● **Problem set**:
1. In the forum thread below, what channel does the quoted advice say you may need to insist all communication with the narcissist go through?
2. Translate this sentence from the forum thread below into Spanish: "You can't teach or expect the narcissist to ever respect your boundaries."

● **Passage**:
=== Section Start ===

The Zombie course does look awesome! 

This is the one I got invited to... totally different atmosphere. Should be some good scenery though. 

Bubble Run – Five Kilometers of Frothy Goodness


----------



## Pbartender

Just ran across this... Divorcing A Narcissist

A lot of it looks familiar.


Pb.


----------



## Pbartender

Oh, this...



> *Be willing to set firm boundaries.* The narcissist believes their needs are more important than yours, they believe they are more intelligent than you and find it unacceptable that anyone would disagree with them. For this reason they lack an understanding of boundaries and respecting the needs of others.
> 
> You can't teach or expect the narcissist to ever respect your boundaries. You can, however refuse to allow the narcissist to cross your boundaries and cause you undue stress during the divorce process. This is done by you controlling what behaviors you will and will not allow.
> 
> Don't make the mistake of believing that trying to control the behaviors of the narcissist is the answer to setting boundaries with him/her. Most believe that protecting themselves and setting boundaries means confronting and being assertive. This does not work with the narcissist. The more you confront and assert your position the more you play into their game.
> 
> When setting boundaries with the narcissist you need to refuse to communicate unless it can be done in a manner free of conflict, manipulation and disrespect. You may need to insist that all communication is via email. You can let it be known that you will not respond to any communication that dismisses or belittles you and your needs.
> 
> You can expect the narcissist to push back against the boundaries you set. If you want to stop the cycle of abuse and disrespect you must be firm, stand your ground and refuse to allow him/her to push your buttons. Remember, you are trying to separate yourself from the narcissist. As I said, this is a threat to him/her so be on guard for efforts on their part to draw you back into the toxicity of the relationship.


...is especially relevant to my recent posts, and something I need to get better at with STBXW.


Pb.

=== Section End ===

● **Material provided**:

=== Section Start ===

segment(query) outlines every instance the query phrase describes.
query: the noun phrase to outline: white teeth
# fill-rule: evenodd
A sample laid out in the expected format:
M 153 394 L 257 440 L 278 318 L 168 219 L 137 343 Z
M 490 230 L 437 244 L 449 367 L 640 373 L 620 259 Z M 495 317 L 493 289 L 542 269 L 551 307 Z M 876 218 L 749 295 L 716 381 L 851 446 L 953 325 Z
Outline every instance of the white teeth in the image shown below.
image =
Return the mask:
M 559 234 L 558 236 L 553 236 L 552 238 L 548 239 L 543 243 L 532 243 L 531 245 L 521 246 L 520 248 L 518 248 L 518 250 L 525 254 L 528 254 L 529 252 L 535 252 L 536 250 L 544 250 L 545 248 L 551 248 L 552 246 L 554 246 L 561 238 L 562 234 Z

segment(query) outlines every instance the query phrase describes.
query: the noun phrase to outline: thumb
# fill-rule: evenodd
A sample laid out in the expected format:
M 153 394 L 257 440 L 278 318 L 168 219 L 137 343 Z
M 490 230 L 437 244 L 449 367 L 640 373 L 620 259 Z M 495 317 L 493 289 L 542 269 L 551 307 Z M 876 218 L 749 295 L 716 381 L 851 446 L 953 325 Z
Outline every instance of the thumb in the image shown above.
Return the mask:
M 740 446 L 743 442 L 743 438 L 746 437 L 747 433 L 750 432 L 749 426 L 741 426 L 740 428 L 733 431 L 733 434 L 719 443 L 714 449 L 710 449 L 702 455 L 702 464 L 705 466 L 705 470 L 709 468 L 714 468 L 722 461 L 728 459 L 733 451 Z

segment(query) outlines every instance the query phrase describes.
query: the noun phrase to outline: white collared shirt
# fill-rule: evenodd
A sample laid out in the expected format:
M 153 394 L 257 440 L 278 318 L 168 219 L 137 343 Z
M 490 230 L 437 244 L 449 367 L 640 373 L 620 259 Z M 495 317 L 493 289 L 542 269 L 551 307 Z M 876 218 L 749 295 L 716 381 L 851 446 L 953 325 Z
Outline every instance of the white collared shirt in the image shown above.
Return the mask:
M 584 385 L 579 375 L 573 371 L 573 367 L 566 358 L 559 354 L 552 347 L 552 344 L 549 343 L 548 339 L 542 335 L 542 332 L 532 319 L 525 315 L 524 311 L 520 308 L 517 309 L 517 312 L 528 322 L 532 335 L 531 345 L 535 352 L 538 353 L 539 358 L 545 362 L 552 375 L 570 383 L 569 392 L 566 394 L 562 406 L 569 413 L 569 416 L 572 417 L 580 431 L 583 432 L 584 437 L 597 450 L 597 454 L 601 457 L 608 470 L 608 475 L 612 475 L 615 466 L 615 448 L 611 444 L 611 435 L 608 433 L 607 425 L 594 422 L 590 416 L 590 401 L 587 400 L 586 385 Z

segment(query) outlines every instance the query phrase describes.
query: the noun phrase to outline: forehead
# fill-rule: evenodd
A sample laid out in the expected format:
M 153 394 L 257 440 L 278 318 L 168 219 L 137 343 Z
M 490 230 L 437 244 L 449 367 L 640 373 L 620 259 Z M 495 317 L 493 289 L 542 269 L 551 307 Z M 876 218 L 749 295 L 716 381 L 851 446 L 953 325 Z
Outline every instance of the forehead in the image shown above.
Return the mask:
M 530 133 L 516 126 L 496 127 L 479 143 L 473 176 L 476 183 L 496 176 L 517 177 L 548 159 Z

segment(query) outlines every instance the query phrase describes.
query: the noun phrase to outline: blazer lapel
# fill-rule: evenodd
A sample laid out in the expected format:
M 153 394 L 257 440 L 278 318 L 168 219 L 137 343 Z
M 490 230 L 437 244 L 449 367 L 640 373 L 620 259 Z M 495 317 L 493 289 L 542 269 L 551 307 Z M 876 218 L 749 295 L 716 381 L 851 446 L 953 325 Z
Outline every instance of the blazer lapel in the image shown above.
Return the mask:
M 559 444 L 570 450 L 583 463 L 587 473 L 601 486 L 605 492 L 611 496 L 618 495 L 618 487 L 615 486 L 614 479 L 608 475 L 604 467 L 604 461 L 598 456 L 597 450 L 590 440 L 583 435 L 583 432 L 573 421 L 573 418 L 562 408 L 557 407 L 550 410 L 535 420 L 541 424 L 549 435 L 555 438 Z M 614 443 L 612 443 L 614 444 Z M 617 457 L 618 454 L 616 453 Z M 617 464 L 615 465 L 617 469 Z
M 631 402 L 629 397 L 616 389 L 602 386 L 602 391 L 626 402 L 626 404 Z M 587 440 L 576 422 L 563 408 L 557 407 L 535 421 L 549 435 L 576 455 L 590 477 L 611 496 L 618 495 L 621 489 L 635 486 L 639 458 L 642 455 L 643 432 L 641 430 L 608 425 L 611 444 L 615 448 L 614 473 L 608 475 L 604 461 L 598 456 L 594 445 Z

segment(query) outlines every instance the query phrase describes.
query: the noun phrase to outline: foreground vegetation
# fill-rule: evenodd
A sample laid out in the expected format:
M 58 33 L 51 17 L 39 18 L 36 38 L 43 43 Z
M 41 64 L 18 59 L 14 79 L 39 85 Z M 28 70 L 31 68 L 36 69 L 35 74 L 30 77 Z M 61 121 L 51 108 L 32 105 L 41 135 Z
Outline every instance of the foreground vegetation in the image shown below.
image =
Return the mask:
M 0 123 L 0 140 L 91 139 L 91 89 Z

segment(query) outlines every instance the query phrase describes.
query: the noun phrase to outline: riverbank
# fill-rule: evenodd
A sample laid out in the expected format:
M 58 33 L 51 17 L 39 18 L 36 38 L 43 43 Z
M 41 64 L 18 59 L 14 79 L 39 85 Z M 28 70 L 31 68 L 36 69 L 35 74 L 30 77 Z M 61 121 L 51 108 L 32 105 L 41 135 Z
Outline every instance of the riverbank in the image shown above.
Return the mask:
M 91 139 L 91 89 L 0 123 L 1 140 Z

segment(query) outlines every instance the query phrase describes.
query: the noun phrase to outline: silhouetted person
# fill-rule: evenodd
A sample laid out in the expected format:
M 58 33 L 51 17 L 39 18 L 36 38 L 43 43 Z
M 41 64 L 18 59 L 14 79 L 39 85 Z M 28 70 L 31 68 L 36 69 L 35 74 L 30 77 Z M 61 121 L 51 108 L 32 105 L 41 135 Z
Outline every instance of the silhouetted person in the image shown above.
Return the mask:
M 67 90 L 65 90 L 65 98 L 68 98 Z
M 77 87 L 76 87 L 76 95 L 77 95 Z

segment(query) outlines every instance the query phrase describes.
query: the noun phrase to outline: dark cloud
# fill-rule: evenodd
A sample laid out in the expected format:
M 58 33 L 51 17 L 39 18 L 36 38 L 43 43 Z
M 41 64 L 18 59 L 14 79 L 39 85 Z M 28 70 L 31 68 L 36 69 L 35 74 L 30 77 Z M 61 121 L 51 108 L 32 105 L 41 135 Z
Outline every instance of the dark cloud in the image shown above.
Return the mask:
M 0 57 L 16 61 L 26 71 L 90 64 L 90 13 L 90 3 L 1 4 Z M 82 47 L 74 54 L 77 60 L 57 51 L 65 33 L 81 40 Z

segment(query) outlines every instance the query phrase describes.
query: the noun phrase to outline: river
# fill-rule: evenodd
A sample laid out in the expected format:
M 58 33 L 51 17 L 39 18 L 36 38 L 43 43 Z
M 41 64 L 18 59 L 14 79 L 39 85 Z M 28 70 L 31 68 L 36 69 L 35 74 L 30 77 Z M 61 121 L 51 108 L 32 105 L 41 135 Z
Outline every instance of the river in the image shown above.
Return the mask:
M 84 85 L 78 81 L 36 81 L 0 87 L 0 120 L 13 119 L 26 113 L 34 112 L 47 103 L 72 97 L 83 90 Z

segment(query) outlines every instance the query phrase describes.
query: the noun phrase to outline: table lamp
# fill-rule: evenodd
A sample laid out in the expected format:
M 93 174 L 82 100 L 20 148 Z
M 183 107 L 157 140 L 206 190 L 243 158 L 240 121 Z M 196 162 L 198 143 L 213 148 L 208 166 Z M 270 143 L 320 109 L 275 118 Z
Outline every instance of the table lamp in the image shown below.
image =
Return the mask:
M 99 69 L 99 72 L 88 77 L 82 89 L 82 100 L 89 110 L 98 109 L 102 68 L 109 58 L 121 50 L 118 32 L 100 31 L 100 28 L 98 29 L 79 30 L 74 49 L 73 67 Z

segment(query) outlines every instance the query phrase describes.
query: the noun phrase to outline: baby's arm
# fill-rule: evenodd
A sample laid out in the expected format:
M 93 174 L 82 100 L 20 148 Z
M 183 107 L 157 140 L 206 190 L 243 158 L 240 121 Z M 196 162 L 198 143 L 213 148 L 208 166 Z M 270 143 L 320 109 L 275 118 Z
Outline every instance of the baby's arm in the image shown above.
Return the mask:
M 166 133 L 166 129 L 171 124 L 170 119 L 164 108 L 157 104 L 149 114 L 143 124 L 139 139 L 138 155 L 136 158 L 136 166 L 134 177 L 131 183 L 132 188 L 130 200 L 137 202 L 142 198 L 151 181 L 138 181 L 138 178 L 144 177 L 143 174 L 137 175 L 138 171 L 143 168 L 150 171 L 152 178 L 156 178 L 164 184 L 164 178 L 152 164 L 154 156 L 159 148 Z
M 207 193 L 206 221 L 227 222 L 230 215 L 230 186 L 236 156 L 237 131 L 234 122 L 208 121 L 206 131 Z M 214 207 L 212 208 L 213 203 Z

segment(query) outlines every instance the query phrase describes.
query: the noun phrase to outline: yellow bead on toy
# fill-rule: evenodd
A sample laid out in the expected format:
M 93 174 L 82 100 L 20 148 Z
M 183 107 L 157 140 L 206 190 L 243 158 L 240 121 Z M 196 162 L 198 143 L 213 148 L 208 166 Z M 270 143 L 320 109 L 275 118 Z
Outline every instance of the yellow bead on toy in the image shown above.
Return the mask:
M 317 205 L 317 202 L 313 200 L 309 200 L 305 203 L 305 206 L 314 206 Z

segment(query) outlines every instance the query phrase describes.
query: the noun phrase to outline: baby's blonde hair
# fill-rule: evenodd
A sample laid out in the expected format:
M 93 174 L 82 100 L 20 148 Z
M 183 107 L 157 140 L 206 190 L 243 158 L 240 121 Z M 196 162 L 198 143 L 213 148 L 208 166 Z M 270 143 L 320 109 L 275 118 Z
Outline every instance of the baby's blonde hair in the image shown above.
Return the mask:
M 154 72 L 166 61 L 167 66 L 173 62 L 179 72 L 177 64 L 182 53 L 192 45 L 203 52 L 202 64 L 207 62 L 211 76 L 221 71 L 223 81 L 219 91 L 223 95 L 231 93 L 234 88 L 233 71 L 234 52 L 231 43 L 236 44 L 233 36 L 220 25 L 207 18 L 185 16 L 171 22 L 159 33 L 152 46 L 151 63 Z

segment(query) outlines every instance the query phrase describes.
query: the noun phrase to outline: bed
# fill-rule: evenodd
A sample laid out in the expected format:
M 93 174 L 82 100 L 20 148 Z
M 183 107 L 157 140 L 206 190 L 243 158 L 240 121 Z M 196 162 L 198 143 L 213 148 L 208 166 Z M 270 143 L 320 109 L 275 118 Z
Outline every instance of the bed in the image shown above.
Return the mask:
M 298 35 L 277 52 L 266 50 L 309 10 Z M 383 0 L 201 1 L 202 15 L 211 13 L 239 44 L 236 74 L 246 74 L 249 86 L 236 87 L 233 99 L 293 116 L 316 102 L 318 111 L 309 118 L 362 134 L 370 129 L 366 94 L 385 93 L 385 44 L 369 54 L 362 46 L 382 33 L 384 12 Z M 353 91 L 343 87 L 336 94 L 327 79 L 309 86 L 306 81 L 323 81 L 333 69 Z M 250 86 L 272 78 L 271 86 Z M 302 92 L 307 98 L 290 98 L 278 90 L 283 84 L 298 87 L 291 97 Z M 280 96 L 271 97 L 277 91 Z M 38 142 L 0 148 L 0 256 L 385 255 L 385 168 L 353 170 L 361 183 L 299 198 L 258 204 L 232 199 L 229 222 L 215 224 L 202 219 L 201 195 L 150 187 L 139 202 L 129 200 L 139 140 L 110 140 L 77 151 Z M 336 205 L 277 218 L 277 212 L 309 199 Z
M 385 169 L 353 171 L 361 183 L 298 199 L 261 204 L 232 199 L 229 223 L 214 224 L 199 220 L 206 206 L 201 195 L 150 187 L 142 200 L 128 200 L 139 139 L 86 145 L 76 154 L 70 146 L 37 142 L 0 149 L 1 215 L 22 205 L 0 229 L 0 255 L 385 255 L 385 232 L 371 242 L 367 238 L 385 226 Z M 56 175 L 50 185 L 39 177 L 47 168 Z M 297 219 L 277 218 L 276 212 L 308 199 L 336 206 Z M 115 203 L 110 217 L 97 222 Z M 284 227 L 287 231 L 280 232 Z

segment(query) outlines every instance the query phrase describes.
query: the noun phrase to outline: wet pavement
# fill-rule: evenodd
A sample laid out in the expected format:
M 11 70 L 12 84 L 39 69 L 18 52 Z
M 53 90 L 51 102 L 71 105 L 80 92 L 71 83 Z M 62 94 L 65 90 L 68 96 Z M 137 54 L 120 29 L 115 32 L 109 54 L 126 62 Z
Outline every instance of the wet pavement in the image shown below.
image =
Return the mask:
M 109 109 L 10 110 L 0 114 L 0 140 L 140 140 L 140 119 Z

=== Section End ===

● **Results for each task**:
1. Email.

2. No puedes enseñarle al narcisista ni esperar que alguna vez respete tus límites.